(Beginning of DATA SUPPLIED)

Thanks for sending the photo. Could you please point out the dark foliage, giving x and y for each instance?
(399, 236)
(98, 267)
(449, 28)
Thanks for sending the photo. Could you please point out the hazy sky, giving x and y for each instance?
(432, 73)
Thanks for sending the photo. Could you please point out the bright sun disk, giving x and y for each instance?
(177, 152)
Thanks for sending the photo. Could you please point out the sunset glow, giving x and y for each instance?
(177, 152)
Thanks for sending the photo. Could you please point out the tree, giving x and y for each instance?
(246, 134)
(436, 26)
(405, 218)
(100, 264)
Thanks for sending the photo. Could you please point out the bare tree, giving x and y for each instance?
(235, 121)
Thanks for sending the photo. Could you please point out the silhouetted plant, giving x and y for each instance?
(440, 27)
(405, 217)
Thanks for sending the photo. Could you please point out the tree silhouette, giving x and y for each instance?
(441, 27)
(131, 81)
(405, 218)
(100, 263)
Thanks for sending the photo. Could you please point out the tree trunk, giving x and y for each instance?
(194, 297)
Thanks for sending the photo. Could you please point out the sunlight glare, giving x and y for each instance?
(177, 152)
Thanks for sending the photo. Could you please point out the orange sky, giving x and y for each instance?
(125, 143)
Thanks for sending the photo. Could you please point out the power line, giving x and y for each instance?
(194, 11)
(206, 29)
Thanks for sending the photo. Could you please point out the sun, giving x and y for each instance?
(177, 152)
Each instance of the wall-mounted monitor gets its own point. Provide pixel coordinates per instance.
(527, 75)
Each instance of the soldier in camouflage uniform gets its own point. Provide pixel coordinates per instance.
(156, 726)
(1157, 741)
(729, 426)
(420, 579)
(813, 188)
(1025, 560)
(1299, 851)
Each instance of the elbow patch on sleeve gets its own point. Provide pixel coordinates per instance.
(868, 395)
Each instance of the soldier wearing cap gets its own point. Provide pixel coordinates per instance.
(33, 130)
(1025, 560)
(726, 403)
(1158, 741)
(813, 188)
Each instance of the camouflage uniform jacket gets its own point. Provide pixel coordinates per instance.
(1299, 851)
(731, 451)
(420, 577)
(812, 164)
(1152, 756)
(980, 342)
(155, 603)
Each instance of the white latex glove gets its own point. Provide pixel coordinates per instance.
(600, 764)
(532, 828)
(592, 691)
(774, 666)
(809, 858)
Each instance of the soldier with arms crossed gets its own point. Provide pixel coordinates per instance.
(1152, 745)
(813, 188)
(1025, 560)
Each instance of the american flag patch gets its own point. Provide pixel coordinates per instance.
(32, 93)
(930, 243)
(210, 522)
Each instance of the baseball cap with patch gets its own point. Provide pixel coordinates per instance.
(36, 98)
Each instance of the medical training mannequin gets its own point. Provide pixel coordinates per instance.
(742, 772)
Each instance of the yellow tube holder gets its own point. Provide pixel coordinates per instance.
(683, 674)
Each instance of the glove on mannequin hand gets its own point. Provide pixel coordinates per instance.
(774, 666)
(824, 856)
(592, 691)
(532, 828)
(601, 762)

(End of DATA SUPPLIED)

■ DIRECTIONS FOR THIS TASK: Please transcribe all of the data above exactly.

■ WRITTEN SOLUTION:
Thanks for sending the photo. Could you please point out the dark foliage, giving x and y for each instance?
(399, 236)
(98, 267)
(449, 28)
Thanks for sending the photo. Could you please point out the hazy sky, giving x and y for each instance?
(432, 73)
Thanks for sending the photo. Could you please point out the bright sun disk, giving x and y for each instance?
(177, 152)
Thanks for sending the photo. Could you please point out the sunset glow, giving x and y for each instance?
(177, 152)
Thanks for sending the photo. Could you please point out the tree, giving x and y for each instance?
(246, 134)
(436, 26)
(405, 218)
(100, 264)
Thanks for sending the photo. Could you please point out the bare tree, giving x and y for each instance?
(235, 121)
Thanks for sending the photo. Could you please point out the silhouetted plant, giving x and y for each instance?
(440, 27)
(405, 217)
Thanks for sending the photo. Could you please point out the tree silhouette, giving x and y for each instance?
(441, 27)
(131, 81)
(405, 218)
(100, 263)
Thanks for sending the photo. Could you please point out the tree trunk, giving x and y for each instance?
(194, 297)
Thanks for sending the photo. Could you please point out the sunlight glare, giving x and y for each instance?
(177, 152)
Thanks for sending the photo. Could you please point out the orange sky, giving x and y for each instance?
(125, 143)
Thanks for sending the photo. Could you please point out the power line, giving x and y for each instance?
(194, 11)
(206, 29)
Thanks for sending the photo. Could you please point out the sun, giving x and y for each instance?
(177, 152)
Each instance of the wall-mounted monitor gets its own point. Provide pixel coordinates per instance.
(527, 75)
Each instance of the soldier in camouflage uniform gets its own point. Provide pixel coordinates per instance.
(156, 726)
(1157, 741)
(729, 426)
(420, 579)
(813, 188)
(1025, 560)
(1299, 851)
Each instance of the elbow patch on sleeve gets its own point. Provide pixel coordinates per instance.
(868, 395)
Each instance of the soldier wearing cap gets its own point. Provide pixel coordinates per instance.
(33, 130)
(1025, 560)
(726, 403)
(1158, 741)
(813, 188)
Each instance of the camouflage uniform jacket gets its own point. Provide pixel coordinates per instance.
(1299, 851)
(731, 451)
(420, 577)
(812, 164)
(1152, 756)
(980, 342)
(155, 603)
Each instance of the white latex glove gets its own point. Provide pixel coordinates per instance.
(600, 764)
(532, 828)
(592, 691)
(774, 666)
(809, 858)
Each instance of the soldier with arms crossed gets its own point. Provide pixel coordinates per instance.
(1152, 745)
(813, 188)
(1025, 560)
Each instance of the american flag patch gets its own point. Provide pixel coordinates per instance.
(32, 93)
(930, 243)
(210, 522)
Each instance of the baseball cap with patch gets its own point. Provide pixel coordinates per instance.
(36, 98)
Each instance of the medical training mannequin gets its own point. Provide pixel coordinates per instance.
(742, 772)
Each instance of the yellow tube holder gets its own point. Provide pixel coordinates per instance.
(683, 674)
Each instance of the glove on mannequin hand gets its own point. Provide pixel coordinates per instance.
(774, 666)
(824, 856)
(592, 691)
(532, 828)
(601, 762)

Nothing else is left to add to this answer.